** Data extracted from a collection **
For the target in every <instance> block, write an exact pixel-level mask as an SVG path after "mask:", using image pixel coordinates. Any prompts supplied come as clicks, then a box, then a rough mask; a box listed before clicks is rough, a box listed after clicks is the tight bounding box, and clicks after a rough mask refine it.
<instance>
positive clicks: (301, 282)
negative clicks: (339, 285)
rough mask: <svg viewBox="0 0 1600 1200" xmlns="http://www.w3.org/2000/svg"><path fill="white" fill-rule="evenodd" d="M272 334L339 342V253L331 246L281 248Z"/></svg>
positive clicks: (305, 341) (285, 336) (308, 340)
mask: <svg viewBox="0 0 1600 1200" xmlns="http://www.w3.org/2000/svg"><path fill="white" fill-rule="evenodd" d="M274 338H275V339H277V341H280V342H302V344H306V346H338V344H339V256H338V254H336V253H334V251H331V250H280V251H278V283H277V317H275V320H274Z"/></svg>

** The task **
Return, exactly, the lines from the first line of the records above to the line containing "rough mask: <svg", both included.

** Result **
For the target in every <instance> block, write an exact pixel-level mask as an SVG path after "mask:", using image pixel coordinates. Any prompts supplied come as clicks, then a box, then a rough mask; a box listed before clicks is rough, a box listed after clicks is the tight bounding box, and clicks after a rough mask refine it.
<instance>
positive clicks: (301, 282)
negative clicks: (339, 285)
rough mask: <svg viewBox="0 0 1600 1200" xmlns="http://www.w3.org/2000/svg"><path fill="white" fill-rule="evenodd" d="M272 334L339 342V253L331 246L281 248Z"/></svg>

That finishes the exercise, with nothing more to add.